• [Given problem 1]: According to the opinion piece on tattoos and changing social standards, what share of all people have tattoos today, based on a recent poll?

• [Source document]:
— START —
According to a recent poll, today one fourth of all people have tattoos. I always thought tattooing was silly and usually ugly. A friend of mine says that you can pierce anything you want to but when you get a tattoo, you have made a lifestyle choice. Just remember that tattooing is usually FOREVER and even removal is difficult and costly. Kids who get tattoos should keep in mind that a tattoo -- even one you might really like -- should at least be positioned so that clothing can cover it.

Teen-age Motherhood
When I was in high school, girls who became pregnant were not allowed to remain in school. That's probably difficult for today's teens to imagine, since many schools not only allow pregnant girls, but help them get their diplomas and offer classes in mothering. That helps the girls get through school. But what the heck happened?

In my teen years, I was no angel, but there was a controlling reason to "behave" within limits -- fear of what my father would do. Perhaps parents today are so wrapped up in their own lives that they appear to "let the chips fall where they may." That's a little hard to believe. Birth control and abstinence are out there and readily available. Having a little baby may sound like fun, but I pity both the young mother and the child. They are headed for a rough road. Perhaps a little more parental guidance is required.

"Oh, I Have a Record"
"I served some time" seems to be an acceptable phrase today. When did this become small talk? In the 1970s, the worst thing I ever heard anyone do was try to avoid getting drafted. How can we have slipped so far from the acceptable standard of behavior?
— END —
• [Given problem 2]: Copy the records word for word, from the line containing "For the scouting tally, point out every instance of the yellow" through the last line of the records, including both.

• [Supplied records]:
— START —
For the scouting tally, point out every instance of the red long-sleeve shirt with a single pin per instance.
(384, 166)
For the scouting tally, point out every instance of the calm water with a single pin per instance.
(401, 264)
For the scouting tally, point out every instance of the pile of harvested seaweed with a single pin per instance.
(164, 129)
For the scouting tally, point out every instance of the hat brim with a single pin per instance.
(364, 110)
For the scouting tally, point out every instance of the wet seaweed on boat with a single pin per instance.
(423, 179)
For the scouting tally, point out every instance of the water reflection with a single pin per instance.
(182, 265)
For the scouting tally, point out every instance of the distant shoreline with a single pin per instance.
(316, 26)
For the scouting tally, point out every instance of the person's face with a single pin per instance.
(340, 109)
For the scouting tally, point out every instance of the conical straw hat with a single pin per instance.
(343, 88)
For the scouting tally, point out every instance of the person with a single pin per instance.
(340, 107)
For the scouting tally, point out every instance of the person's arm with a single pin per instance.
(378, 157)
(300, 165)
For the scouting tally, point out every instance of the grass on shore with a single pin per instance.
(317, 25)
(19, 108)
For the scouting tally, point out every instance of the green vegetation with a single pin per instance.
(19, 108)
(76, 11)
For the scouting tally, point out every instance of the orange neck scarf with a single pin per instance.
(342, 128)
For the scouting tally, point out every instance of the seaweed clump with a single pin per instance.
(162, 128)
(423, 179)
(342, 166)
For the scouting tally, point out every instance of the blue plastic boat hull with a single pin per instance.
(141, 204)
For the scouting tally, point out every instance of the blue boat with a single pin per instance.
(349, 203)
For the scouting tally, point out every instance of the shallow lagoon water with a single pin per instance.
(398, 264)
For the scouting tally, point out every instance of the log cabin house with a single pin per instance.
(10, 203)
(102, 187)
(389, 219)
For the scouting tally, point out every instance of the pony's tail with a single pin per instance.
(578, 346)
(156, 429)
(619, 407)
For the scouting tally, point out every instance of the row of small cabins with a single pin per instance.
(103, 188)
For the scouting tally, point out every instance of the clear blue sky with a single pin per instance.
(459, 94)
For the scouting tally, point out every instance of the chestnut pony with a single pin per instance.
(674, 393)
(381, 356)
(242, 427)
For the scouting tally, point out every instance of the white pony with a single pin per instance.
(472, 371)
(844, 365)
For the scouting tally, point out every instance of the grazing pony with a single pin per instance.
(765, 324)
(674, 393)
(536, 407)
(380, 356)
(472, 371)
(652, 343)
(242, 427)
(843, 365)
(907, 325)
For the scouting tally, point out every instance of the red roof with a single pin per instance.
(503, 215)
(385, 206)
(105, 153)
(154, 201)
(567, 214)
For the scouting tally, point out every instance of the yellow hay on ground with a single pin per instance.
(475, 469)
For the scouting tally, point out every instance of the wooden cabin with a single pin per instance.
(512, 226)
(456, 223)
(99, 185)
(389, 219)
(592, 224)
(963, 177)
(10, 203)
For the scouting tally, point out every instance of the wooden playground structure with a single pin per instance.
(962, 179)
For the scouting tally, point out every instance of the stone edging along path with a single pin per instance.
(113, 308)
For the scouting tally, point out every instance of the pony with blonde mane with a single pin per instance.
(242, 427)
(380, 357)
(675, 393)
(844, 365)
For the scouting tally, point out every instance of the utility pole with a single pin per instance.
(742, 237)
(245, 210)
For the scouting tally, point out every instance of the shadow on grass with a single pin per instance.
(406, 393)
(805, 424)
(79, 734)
— END —
• [Solution 1]: One fourth of all people have tattoos.

• [Solution 2]:
For the scouting tally, point out every instance of the yellow hay on ground with a single pin per instance.
(475, 469)
For the scouting tally, point out every instance of the wooden cabin with a single pin per instance.
(512, 226)
(456, 223)
(99, 185)
(389, 219)
(592, 224)
(963, 177)
(10, 203)
For the scouting tally, point out every instance of the wooden playground structure with a single pin per instance.
(962, 179)
For the scouting tally, point out every instance of the stone edging along path with a single pin per instance.
(113, 308)
For the scouting tally, point out every instance of the pony with blonde mane with a single pin per instance.
(242, 427)
(380, 357)
(675, 393)
(844, 365)
For the scouting tally, point out every instance of the utility pole with a single pin per instance.
(742, 237)
(245, 210)
For the scouting tally, point out every instance of the shadow on grass with a single pin per instance.
(406, 393)
(805, 424)
(79, 734)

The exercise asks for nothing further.